**练习说明**
将下面所有条目逐行原样抄写一遍。

[位置标注数据集节选]
--------------------

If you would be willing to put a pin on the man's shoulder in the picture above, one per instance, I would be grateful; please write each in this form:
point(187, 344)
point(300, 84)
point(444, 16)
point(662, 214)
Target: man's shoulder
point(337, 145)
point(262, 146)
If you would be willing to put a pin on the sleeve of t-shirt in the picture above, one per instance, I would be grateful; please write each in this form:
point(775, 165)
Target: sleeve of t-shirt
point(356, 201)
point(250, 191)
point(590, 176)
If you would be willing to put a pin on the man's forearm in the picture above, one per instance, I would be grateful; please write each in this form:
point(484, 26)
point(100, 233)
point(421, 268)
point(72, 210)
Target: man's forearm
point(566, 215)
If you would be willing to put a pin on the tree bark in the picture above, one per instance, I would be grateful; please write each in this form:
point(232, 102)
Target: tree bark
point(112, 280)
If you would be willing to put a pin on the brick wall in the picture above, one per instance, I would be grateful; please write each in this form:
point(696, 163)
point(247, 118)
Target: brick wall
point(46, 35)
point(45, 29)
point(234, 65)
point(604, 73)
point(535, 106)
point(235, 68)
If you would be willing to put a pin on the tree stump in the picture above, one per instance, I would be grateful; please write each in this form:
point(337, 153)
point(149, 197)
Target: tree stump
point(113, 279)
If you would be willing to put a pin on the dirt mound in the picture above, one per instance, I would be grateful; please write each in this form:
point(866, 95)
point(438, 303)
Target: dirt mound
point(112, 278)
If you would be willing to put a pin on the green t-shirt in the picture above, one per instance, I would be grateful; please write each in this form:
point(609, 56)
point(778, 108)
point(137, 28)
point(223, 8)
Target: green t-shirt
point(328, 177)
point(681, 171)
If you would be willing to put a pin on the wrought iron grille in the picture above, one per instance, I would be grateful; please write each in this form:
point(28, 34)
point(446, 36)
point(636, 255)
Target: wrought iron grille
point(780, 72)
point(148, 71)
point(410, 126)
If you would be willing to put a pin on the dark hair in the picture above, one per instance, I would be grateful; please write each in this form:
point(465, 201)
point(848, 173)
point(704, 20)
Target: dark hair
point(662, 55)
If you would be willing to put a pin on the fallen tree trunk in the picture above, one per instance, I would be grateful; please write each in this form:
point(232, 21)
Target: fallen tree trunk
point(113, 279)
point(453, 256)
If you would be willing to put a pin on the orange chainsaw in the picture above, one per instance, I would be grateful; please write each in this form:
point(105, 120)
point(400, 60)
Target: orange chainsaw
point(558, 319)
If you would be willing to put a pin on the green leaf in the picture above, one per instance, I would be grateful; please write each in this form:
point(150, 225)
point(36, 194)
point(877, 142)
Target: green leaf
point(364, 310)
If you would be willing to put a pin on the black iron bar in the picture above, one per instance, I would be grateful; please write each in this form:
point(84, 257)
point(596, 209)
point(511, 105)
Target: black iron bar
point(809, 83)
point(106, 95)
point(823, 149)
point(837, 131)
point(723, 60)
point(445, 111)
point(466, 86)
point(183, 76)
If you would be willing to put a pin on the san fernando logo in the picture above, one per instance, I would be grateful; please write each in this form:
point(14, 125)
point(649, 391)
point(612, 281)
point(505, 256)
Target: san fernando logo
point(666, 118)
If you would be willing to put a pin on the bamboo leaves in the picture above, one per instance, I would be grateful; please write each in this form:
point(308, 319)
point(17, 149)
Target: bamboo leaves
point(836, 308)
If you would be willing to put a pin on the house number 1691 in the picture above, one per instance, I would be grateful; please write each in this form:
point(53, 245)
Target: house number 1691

--------------------

**本题解答**
If you would be willing to put a pin on the man's shoulder in the picture above, one per instance, I would be grateful; please write each in this form:
point(187, 344)
point(300, 84)
point(444, 16)
point(662, 214)
Target: man's shoulder
point(337, 145)
point(262, 146)
If you would be willing to put a pin on the sleeve of t-shirt in the picture above, one per instance, I would be grateful; please write each in this form:
point(775, 165)
Target: sleeve of t-shirt
point(356, 201)
point(250, 191)
point(590, 176)
If you would be willing to put a pin on the man's forearm in the picture above, one per instance, I would be grateful; please write each in this form:
point(484, 26)
point(100, 233)
point(421, 268)
point(72, 210)
Target: man's forearm
point(566, 215)
If you would be willing to put a pin on the tree bark in the picture above, one per instance, I would be grateful; please write each in this form:
point(232, 102)
Target: tree bark
point(112, 280)
If you would be willing to put a pin on the brick wall in the picture above, one per instance, I would be grateful; please write each in this form:
point(696, 163)
point(247, 118)
Target: brick wall
point(46, 35)
point(45, 29)
point(234, 65)
point(604, 73)
point(535, 106)
point(235, 68)
If you would be willing to put a pin on the tree stump in the picture above, one per instance, I would be grateful; please write each in this form:
point(337, 153)
point(149, 197)
Target: tree stump
point(113, 279)
If you would be willing to put a pin on the dirt mound in the picture above, one per instance, I would be grateful; please write each in this form:
point(866, 95)
point(438, 303)
Target: dirt mound
point(112, 278)
If you would be willing to put a pin on the green t-shirt in the picture above, one per instance, I would be grateful; please write each in this form:
point(609, 56)
point(778, 108)
point(137, 28)
point(223, 8)
Target: green t-shirt
point(328, 177)
point(681, 171)
If you would be willing to put a pin on the wrought iron grille in the picture above, one per instance, I would be grateful; please write each in this form:
point(28, 34)
point(446, 36)
point(636, 255)
Target: wrought iron grille
point(780, 72)
point(148, 71)
point(410, 126)
If you would be willing to put a pin on the dark hair in the picture above, one per instance, I would be grateful; please write each in this form:
point(465, 201)
point(848, 173)
point(704, 20)
Target: dark hair
point(662, 55)
If you would be willing to put a pin on the fallen tree trunk in the picture above, one per instance, I would be grateful; please write each in this form:
point(232, 21)
Target: fallen tree trunk
point(113, 279)
point(453, 256)
If you would be willing to put a pin on the orange chainsaw in the picture above, one per instance, I would be grateful; please write each in this form:
point(105, 120)
point(400, 60)
Target: orange chainsaw
point(558, 319)
If you would be willing to put a pin on the green leaf in the picture above, one per instance, I would be grateful; please write each in this form:
point(150, 225)
point(36, 194)
point(877, 142)
Target: green leaf
point(364, 310)
If you would be willing to put a pin on the black iron bar in the picture above, one per instance, I would be grateful; please write each in this form:
point(84, 257)
point(596, 209)
point(511, 105)
Target: black iron bar
point(809, 83)
point(106, 95)
point(823, 149)
point(837, 131)
point(723, 60)
point(445, 111)
point(466, 86)
point(183, 76)
If you would be willing to put a pin on the san fernando logo in the picture above, one per instance, I would be grateful; please write each in this form:
point(14, 125)
point(649, 391)
point(612, 281)
point(505, 256)
Target: san fernando logo
point(666, 118)
If you would be willing to put a pin on the bamboo leaves in the picture above, one per instance, I would be grateful; please write each in this form:
point(308, 319)
point(17, 149)
Target: bamboo leaves
point(836, 308)
If you would be willing to put a pin on the house number 1691 in the picture above, one per instance, I would be grateful; please write each in this form:
point(53, 245)
Target: house number 1691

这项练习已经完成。